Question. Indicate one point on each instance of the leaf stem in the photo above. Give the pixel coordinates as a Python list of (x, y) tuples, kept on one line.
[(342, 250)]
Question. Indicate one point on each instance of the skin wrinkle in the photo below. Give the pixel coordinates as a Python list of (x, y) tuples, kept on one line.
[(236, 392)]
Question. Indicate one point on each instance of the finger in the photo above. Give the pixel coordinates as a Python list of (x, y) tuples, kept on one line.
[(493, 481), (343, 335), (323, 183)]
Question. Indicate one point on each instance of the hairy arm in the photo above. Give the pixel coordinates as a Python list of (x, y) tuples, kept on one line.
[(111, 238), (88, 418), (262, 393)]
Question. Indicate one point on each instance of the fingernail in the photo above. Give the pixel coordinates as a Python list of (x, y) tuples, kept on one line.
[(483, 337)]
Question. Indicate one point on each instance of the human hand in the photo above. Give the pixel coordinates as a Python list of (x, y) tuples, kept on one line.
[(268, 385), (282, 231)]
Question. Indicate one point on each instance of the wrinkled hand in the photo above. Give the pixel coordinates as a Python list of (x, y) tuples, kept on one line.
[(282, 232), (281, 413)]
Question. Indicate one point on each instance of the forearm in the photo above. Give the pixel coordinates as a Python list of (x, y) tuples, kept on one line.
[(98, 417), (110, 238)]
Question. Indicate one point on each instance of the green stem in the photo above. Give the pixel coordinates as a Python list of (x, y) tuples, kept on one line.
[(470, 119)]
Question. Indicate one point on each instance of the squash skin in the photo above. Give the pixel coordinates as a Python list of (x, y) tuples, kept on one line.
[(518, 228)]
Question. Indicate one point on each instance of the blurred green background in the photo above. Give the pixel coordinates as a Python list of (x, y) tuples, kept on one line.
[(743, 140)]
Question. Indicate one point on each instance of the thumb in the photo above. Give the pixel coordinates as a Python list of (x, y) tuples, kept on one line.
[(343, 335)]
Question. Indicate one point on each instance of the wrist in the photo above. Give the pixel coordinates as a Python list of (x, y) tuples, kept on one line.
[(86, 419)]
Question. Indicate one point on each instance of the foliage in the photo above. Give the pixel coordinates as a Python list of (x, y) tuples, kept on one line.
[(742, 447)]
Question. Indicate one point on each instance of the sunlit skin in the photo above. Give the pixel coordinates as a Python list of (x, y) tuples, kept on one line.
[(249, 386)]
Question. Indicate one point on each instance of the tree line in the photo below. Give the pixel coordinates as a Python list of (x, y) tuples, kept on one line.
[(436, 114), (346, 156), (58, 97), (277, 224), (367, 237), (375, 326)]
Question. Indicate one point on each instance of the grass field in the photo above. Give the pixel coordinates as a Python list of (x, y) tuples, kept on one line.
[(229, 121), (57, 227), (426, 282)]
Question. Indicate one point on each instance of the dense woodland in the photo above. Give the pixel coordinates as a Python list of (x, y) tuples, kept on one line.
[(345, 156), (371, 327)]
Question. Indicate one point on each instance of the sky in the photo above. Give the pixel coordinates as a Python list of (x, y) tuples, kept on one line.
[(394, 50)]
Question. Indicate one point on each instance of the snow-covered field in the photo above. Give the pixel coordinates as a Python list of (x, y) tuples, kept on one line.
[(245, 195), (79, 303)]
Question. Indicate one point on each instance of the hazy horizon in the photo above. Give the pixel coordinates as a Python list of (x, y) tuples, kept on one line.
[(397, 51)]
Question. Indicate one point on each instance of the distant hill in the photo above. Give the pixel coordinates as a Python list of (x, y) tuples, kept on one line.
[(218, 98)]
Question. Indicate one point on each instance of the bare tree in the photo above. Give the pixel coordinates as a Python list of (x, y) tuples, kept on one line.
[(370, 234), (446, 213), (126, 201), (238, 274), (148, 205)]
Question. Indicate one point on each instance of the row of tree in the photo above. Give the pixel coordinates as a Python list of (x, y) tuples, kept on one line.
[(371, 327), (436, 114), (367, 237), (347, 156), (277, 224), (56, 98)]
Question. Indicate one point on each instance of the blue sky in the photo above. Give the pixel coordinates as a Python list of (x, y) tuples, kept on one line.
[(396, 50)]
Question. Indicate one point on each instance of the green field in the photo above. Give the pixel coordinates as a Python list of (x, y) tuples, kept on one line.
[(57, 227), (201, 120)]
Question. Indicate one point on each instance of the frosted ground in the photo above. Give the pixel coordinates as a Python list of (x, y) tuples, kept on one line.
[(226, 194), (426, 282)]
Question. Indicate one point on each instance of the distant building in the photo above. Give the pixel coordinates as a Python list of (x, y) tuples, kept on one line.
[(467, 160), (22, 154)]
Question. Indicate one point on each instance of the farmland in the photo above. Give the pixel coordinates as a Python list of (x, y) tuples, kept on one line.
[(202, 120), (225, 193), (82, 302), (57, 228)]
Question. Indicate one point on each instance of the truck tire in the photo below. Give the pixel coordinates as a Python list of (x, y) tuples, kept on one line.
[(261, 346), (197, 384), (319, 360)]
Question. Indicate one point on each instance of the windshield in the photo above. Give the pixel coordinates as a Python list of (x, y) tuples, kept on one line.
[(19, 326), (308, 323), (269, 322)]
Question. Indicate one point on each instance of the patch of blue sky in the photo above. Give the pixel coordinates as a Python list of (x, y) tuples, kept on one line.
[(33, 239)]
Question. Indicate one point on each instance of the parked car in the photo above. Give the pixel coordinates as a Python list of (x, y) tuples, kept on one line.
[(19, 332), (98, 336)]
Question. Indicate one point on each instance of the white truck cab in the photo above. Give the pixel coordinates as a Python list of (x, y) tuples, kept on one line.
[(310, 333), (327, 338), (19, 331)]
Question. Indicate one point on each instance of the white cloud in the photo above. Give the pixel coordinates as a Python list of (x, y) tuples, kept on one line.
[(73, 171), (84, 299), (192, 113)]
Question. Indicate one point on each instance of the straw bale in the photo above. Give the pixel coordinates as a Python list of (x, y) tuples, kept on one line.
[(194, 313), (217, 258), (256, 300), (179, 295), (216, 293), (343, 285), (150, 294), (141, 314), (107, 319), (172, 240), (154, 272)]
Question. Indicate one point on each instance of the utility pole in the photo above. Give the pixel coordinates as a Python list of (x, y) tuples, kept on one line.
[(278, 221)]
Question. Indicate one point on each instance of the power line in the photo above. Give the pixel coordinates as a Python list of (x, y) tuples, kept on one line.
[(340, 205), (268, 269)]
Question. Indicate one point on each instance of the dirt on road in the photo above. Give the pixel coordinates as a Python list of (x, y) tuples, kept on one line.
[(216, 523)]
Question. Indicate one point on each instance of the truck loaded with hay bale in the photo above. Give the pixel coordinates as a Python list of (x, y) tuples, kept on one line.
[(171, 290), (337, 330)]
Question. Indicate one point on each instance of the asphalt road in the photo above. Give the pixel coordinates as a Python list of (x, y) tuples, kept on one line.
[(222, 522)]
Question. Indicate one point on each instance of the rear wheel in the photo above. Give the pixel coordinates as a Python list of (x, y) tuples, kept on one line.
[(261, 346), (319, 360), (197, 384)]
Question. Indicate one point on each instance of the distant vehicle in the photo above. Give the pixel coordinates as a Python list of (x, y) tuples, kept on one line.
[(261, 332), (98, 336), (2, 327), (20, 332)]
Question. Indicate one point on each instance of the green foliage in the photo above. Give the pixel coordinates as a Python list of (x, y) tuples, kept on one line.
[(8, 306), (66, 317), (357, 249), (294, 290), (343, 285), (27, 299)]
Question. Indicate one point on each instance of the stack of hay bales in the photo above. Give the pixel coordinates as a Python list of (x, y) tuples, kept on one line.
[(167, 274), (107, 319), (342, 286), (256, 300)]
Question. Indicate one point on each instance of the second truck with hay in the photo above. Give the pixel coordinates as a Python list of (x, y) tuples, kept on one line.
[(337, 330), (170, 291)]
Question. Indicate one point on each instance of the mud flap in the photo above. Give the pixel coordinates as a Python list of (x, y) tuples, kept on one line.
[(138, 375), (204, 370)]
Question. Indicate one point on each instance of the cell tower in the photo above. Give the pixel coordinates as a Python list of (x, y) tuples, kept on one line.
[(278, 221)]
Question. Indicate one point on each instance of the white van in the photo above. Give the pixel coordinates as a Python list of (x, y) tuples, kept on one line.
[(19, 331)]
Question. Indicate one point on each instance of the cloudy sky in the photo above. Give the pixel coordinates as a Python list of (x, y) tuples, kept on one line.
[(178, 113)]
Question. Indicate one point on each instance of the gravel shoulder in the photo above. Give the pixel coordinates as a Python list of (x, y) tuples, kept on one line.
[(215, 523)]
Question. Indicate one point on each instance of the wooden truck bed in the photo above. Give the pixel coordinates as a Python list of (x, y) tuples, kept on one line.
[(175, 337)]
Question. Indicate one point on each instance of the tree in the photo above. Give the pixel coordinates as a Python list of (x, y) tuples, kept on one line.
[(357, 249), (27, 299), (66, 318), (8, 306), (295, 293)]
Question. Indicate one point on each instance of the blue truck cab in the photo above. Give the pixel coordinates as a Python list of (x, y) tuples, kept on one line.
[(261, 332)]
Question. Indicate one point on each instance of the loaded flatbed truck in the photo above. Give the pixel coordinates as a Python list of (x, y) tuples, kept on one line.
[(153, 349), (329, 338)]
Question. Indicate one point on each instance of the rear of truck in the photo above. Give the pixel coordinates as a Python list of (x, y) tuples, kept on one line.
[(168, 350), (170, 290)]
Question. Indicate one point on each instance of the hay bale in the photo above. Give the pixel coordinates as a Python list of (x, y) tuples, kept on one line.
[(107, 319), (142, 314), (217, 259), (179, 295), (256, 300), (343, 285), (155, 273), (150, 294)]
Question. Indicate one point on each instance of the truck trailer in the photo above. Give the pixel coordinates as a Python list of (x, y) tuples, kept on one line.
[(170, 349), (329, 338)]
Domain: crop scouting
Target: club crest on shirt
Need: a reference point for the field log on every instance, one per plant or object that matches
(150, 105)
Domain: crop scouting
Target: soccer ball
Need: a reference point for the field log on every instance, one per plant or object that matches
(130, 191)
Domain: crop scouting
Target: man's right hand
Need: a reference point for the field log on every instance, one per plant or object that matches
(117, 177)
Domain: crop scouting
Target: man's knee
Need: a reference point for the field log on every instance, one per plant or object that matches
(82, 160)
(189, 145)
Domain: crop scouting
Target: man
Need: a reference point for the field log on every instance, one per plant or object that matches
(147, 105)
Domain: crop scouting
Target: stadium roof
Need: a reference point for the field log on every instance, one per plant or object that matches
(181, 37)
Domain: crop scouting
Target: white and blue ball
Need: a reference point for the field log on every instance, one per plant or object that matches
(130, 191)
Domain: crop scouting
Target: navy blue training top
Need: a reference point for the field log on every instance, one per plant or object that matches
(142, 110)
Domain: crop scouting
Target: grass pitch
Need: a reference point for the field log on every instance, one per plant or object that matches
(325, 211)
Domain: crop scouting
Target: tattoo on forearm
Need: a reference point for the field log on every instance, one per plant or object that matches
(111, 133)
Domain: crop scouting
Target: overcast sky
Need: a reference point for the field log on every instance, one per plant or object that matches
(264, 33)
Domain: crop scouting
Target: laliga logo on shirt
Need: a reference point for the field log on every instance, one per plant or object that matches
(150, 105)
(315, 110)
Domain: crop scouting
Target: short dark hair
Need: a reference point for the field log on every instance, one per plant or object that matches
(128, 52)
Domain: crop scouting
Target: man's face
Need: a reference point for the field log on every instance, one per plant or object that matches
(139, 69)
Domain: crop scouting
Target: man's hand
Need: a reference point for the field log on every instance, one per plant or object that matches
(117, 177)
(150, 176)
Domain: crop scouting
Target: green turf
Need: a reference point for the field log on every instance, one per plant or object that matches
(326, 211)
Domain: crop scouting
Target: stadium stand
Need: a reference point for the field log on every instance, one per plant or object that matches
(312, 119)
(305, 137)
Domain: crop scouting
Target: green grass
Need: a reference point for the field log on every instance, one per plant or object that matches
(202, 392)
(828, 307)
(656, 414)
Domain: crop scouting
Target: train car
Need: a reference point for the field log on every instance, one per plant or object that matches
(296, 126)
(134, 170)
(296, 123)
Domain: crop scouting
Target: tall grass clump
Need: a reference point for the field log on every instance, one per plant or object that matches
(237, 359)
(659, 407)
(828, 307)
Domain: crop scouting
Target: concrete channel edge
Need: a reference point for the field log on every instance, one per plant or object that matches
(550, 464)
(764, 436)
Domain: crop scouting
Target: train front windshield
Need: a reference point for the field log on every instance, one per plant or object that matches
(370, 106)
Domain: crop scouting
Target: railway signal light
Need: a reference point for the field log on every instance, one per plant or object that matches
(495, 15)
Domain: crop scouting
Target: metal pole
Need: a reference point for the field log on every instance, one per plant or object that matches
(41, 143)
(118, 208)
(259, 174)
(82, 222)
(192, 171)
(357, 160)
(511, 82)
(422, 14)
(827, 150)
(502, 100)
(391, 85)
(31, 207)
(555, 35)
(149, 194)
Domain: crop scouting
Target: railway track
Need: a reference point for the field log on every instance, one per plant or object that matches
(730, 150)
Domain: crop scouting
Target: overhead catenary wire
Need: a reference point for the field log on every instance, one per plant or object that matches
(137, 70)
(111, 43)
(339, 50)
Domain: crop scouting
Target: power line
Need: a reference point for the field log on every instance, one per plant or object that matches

- [TO DO]: Gather each line of the listing containing the word "stadium" and show it.

- [SOLUTION TO THIS TASK]:
Target: stadium roof
Target: stadium stand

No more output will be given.